**Exercise aim**
Copy the passage on Irish banks and the property boom word for word, from "BoSI’s tracker rate" up to and including "hold market share.".

**Document passage**
»»
BoSI’s tracker rate and interest-only mortgages and Ulster Bank’s 100 per cent home loans forced down the cost of borrowing and gave deposit-less, lower-income buyers a tenuous grasp on the bottom rung of the property ladder. This spurred a flurry of building and lending where conventional credit checks went out the window as the domestic banks ignored the risks of over-concentration on an inebriated property market in a bid to hold market share.
Builders’ bank, Anglo Irish Bank, a one-trick pony which became a thoroughbred Group 1 winner during the property boom, enjoyed massive spoils, annual returns of 35 per cent. Greed pushed the envious two big banks, AIB and Bank of Ireland, ever deeper into development lending under pressure from shareholders and the markets seeking similar gains.
Loose international accountancy rules meant banks did not set aside more money for future bad loans but only as loans went bad. The big banks put away just one-third of 1 per cent of their loan books to cover soured debts when losses are now heading towards 12 per cent of loans.
Internationally and at home, capital rules were deficient and banks did not have enough in reserve, while skewed pay strategies meant bankers were rewarded for unsustainable short-term gains.
Honohan, who called for a banking inquiry earlier this year, will assess why the Central Bank and Financial Services Authority of Ireland (CBFSAI) was not alert to out-of-control banks.
His views on the Financial Regulator are known. Shortly after taking over as governor last year, Honohan said the regulator lost sight of the details of the banks’ loans, did not scrutinise the quality and extent of the collateral and guarantees provided on loans by the big borrowers, and failed to question the robustness of the banks’ business models.
On a more general level, he has said it would have been unpopular to call an abrupt halt to the “intoxicatingly profitable boom” but that it was not clear whether any of the authorities even considered making that call.
««
**Excerpted data**
»»
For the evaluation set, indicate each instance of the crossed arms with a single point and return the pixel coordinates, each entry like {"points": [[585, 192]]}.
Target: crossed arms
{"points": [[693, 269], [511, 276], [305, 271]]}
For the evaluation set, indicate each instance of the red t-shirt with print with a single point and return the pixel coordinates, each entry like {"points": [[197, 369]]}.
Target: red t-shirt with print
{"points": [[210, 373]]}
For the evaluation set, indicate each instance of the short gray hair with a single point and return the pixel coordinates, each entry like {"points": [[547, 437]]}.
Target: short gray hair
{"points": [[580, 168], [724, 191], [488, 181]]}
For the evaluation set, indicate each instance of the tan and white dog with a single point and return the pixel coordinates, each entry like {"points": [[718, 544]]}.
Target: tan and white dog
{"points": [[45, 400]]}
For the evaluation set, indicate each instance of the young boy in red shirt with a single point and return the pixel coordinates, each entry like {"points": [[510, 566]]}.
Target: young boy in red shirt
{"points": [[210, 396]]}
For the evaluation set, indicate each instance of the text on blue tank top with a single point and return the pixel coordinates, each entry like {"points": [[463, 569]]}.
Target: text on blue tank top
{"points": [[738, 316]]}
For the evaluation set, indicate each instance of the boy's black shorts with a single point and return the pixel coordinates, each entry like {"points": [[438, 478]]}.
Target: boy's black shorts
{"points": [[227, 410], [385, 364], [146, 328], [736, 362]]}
««
**Answer area**
BoSI’s tracker rate and interest-only mortgages and Ulster Bank’s 100 per cent home loans forced down the cost of borrowing and gave deposit-less, lower-income buyers a tenuous grasp on the bottom rung of the property ladder. This spurred a flurry of building and lending where conventional credit checks went out the window as the domestic banks ignored the risks of over-concentration on an inebriated property market in a bid to hold market share.